→ YOUR GOAL:
Gather every line of the material below that contains the string "clicks", and copy each one in full. Matching is case-sensitive.

--- RECORDS SUPPLIED Enclosed Below ---

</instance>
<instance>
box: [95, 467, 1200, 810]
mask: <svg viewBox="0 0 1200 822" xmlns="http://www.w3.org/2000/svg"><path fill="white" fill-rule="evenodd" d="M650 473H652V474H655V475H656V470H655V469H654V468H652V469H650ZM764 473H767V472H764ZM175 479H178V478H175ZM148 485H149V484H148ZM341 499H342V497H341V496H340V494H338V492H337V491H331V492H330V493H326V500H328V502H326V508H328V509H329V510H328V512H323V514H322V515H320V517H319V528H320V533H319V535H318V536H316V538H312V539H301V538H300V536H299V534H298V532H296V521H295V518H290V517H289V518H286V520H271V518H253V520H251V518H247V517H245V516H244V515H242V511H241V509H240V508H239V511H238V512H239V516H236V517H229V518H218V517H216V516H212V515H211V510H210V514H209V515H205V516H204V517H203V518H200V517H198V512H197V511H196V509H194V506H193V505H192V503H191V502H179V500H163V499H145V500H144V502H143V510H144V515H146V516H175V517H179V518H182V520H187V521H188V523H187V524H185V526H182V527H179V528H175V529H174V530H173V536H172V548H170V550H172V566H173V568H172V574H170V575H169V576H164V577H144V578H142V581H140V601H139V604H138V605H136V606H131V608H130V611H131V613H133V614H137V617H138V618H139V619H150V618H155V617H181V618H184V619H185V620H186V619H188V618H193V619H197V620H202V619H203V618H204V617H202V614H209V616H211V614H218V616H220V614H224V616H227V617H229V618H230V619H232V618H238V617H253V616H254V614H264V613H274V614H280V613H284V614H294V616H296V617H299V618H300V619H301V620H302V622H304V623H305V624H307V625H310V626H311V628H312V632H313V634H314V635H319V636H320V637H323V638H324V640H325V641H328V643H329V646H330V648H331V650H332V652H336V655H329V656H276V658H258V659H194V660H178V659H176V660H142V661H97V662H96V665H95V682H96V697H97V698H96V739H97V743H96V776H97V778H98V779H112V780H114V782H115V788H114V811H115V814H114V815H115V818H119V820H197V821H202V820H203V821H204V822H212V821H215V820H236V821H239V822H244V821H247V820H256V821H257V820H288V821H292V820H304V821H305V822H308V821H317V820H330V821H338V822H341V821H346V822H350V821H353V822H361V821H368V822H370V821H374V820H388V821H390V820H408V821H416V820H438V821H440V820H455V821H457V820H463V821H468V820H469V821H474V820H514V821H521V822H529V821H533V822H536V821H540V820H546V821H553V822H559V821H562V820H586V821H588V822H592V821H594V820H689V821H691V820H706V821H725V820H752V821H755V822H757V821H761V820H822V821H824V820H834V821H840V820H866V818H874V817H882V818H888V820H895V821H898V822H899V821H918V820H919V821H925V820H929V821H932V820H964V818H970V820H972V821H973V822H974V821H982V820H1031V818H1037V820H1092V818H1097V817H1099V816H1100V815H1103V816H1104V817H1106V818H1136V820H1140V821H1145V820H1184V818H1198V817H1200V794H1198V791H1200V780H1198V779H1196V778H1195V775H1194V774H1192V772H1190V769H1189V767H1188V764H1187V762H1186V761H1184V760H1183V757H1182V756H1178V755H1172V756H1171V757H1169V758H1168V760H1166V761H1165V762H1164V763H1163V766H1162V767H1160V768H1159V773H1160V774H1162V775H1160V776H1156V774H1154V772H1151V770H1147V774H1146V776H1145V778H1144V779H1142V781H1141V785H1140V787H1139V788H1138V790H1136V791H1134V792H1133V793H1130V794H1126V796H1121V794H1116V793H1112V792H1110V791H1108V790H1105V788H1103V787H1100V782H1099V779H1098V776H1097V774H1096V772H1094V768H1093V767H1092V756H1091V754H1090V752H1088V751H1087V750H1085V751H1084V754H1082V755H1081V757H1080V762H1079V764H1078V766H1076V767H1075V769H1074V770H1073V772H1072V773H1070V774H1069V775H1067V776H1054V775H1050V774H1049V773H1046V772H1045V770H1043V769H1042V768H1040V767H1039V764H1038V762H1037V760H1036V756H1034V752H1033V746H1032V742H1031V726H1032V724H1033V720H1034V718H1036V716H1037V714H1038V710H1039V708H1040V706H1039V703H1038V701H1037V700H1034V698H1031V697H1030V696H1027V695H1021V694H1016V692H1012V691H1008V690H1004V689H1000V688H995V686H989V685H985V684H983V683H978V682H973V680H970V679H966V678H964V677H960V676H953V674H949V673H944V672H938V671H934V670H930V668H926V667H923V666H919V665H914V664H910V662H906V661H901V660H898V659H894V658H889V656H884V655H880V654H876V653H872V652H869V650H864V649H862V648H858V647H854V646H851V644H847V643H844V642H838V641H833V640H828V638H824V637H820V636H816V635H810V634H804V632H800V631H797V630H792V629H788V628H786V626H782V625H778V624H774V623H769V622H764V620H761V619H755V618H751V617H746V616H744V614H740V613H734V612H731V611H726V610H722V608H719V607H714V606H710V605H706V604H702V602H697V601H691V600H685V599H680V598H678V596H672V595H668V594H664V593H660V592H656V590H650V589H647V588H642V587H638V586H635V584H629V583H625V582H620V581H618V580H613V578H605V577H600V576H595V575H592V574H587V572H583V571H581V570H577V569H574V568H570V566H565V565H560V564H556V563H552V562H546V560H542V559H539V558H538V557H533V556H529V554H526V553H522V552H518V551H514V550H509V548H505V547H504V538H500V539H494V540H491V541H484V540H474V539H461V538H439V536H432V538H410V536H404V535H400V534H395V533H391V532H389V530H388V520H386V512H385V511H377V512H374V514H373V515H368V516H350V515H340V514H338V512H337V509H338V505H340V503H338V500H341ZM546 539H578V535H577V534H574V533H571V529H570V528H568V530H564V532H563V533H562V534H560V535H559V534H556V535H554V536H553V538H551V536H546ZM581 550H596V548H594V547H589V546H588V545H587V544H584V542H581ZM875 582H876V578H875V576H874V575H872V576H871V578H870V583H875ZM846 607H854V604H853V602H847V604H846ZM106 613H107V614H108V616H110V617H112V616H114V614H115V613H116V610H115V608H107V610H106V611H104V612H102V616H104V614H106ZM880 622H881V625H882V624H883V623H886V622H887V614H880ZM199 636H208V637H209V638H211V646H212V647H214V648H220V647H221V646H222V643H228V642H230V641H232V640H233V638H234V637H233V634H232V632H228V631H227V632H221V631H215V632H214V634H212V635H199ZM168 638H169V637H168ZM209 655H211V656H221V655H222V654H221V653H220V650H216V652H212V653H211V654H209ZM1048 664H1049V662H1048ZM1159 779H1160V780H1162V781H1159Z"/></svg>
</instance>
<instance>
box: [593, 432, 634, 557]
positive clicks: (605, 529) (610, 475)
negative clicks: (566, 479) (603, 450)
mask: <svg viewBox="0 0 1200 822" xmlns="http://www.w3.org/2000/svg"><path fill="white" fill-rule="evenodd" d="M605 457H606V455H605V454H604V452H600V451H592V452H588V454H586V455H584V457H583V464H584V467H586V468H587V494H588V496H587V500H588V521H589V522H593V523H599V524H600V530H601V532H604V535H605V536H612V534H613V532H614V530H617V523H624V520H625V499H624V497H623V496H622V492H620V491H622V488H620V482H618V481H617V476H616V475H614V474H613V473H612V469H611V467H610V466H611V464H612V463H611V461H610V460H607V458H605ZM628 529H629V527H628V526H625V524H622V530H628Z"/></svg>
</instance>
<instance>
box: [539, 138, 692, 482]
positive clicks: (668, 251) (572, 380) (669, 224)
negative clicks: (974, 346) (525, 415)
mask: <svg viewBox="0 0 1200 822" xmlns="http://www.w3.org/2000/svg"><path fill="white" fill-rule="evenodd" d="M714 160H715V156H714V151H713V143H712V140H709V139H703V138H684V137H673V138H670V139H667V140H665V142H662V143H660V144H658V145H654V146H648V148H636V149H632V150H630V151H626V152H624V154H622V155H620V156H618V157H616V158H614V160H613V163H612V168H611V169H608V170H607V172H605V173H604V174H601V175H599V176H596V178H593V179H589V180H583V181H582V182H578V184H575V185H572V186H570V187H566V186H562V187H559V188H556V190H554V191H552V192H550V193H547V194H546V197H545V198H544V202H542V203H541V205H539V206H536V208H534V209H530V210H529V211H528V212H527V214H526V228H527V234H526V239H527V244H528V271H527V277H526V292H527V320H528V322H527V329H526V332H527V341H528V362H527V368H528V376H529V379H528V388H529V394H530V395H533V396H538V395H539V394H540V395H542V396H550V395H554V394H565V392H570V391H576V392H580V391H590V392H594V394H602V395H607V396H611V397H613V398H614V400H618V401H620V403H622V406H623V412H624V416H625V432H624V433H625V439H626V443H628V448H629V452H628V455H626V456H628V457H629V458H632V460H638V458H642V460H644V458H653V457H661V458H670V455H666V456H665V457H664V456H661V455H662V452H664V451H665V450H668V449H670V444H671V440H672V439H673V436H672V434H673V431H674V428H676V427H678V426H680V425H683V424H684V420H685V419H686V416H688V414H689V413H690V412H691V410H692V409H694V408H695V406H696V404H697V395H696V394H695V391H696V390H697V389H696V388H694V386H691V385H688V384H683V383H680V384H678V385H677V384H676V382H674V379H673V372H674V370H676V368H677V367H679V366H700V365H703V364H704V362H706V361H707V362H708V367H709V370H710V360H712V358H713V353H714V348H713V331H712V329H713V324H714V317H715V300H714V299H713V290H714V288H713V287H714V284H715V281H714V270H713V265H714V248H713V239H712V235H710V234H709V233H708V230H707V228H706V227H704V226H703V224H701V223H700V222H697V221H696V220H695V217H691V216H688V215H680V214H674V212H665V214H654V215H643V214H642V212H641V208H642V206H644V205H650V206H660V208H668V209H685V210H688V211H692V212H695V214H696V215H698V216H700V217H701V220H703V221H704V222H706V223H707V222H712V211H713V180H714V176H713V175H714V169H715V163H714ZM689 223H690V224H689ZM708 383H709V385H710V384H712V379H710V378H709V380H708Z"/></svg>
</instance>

--- End of Enclosed RECORDS SUPPLIED ---

→ RESULT BELOW:
positive clicks: (605, 529) (610, 475)
negative clicks: (566, 479) (603, 450)
positive clicks: (668, 251) (572, 380) (669, 224)
negative clicks: (974, 346) (525, 415)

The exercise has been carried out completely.